**TEXTAUSZUG**
········

MLWerke Marx/Engels - Werke Artikel und Korrespondenzen 1888

Seitenzahlen verweisen auf:    Karl Marx/Friedrich Engels - Werke. (Karl) Dietz Verlag, Berlin. Band 21, 5. Auflage 1975, unveränderter Nachdruck der 1. Auflage 1962, Berlin/DDR. S. 466/467.
Korrektur:    1
Erstellt:    20.03.1999

Friedrich Engels

[Aus den Reiseeindrücken über Amerika]

Geschrieben Ende September 1888.
Nach der Handschrift.


|466| Wir stellen uns in der Regel Amerika als eine neue Welt vor - neu nicht nur nach der Zeit ihrer Entdeckung, sondern auch in allen ihren Einrichtungen, weit voraus vor uns altfränkischen schlafmützigen Europäern durch Verachtung alles Ererbten und Altherkömmlichen, eine Welt, von Grund aus neu aufgebaut auf jungfräulichen Boden, durch moderne Menschen allein nach modernen, praktischen, rationellen Grundsätzen. Und die Amerikaner tun das ihrige, uns in dieser Meinung zu bestärken. Sie sehn mit Verachtung herab auf uns als bedenksame, in allerlei überkommnen Vorurteilen befangne, unpraktische Leute, die vor allem Neuen Angst haben, während sie, die am meisten voranstürmende Nation (the most go-ahead nation) jeden neuen Verbesserungsvorschlag einfach auf seinen praktischen Nutzen prüfen und, wenn einmal als gut erkannt, sofort und fast über Nacht einführen. In Amerika sollte aber alles neu, alles rationell, alles praktisch, also alles anders sein als bei uns.

········

**AUFGABE A**
Gib die Einträge unverändert aus, beginnend am Anfang der Einträge und endend mit der Zeile, die "[84,81,91,89]" enthält, beide eingeschlossen. Lass die Bilder dabei weg.

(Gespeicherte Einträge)
········

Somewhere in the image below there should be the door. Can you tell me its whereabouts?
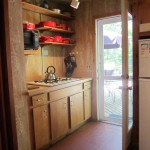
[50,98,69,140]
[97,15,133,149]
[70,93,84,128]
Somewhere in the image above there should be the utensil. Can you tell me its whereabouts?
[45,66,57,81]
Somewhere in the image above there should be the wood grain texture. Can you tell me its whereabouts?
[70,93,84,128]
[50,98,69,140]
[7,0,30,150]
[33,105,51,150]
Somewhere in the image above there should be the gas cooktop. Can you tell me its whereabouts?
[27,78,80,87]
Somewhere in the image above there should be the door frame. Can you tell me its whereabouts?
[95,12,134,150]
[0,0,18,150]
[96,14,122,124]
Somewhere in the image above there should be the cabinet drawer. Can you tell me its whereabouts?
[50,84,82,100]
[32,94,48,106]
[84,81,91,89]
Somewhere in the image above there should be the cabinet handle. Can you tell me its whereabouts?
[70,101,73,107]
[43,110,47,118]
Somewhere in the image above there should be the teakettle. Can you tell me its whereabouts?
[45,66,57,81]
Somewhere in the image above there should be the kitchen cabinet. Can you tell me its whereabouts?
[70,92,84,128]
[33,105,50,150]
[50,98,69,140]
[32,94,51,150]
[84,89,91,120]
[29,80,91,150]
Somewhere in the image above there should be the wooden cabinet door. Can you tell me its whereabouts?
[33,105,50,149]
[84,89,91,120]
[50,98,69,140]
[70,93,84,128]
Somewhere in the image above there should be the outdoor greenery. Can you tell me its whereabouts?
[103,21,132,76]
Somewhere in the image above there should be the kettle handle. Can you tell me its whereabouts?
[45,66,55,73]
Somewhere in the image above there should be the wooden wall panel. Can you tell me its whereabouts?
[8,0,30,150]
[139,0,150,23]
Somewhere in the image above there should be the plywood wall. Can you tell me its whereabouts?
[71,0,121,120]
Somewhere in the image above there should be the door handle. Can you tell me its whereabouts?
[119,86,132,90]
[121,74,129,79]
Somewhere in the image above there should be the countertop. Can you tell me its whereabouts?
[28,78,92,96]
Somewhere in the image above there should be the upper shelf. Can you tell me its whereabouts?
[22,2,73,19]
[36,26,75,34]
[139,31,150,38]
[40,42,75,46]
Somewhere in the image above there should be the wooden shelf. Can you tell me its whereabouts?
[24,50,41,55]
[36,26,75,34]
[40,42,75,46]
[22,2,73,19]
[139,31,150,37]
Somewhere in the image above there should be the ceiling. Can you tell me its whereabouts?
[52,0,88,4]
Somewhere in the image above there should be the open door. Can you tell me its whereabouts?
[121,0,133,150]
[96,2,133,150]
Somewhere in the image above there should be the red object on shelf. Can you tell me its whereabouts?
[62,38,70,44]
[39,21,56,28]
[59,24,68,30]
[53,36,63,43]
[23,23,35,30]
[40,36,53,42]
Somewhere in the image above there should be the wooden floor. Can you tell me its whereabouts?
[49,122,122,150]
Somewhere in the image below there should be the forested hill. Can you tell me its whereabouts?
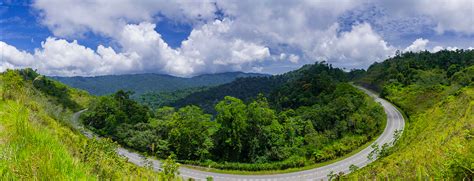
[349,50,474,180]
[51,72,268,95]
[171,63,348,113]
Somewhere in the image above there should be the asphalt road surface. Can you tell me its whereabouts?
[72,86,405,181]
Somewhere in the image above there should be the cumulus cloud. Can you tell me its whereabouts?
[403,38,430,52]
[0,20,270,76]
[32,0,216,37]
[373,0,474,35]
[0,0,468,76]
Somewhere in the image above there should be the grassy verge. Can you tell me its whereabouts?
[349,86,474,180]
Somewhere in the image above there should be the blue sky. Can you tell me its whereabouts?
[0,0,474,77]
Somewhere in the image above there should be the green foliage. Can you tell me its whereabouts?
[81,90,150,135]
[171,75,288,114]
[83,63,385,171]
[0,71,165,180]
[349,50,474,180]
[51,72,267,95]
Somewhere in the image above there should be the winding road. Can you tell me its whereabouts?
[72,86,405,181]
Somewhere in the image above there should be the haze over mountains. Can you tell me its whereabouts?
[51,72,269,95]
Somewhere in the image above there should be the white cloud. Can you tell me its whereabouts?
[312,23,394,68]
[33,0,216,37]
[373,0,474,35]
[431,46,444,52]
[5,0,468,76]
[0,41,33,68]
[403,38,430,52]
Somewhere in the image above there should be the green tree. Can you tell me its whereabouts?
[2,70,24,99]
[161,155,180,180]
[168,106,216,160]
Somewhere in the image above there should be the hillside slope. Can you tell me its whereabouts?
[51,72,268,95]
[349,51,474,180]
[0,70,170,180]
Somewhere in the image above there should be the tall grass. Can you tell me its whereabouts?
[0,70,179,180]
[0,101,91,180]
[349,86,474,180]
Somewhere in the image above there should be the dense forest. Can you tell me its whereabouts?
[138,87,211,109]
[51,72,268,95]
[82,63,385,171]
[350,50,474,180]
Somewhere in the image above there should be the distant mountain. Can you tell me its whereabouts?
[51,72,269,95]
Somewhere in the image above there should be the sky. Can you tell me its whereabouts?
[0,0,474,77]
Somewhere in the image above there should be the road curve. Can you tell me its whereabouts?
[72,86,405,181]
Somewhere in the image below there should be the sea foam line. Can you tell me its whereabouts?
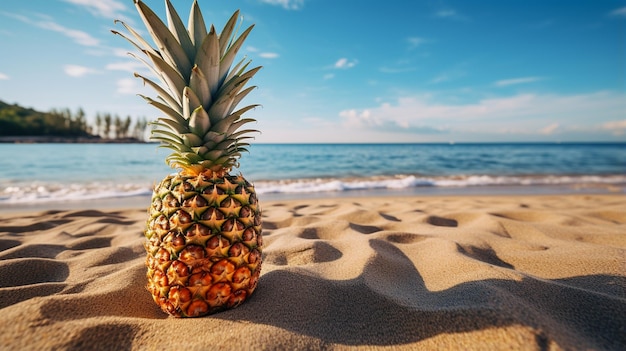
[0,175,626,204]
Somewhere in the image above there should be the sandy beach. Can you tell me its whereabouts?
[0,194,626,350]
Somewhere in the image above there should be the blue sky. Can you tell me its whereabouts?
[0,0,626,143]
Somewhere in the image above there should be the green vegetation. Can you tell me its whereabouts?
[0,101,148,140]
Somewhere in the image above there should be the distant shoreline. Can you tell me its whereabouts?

········

**AUFGABE B**
Beantworte anhand des Textauszugs über Amerika:
(i) Wann wurde der Text laut Angabe geschrieben?
(ii) Mit welchem englischen Ausdruck wird die am meisten voranstürmende Nation bezeichnet?
(iii) Worauf prüfen die Amerikaner laut Text jeden neuen Verbesserungsvorschlag?

**VOLLSTÄNDIGE LÖSUNG A**
Somewhere in the image below there should be the door. Can you tell me its whereabouts?
[50,98,69,140]
[97,15,133,149]
[70,93,84,128]
Somewhere in the image above there should be the utensil. Can you tell me its whereabouts?
[45,66,57,81]
Somewhere in the image above there should be the wood grain texture. Can you tell me its whereabouts?
[70,93,84,128]
[50,98,69,140]
[7,0,30,150]
[33,105,51,150]
Somewhere in the image above there should be the gas cooktop. Can you tell me its whereabouts?
[27,78,80,87]
Somewhere in the image above there should be the door frame. Can you tell me its whereabouts?
[95,12,134,150]
[0,0,18,150]
[96,14,122,124]
Somewhere in the image above there should be the cabinet drawer. Can you tell me its whereabouts?
[50,84,82,100]
[32,94,48,106]
[84,81,91,89]

**VOLLSTÄNDIGE LÖSUNG B**
(i) Ende September 1888.
(ii) "the most go-ahead nation".
(iii) Auf seinen praktischen Nutzen.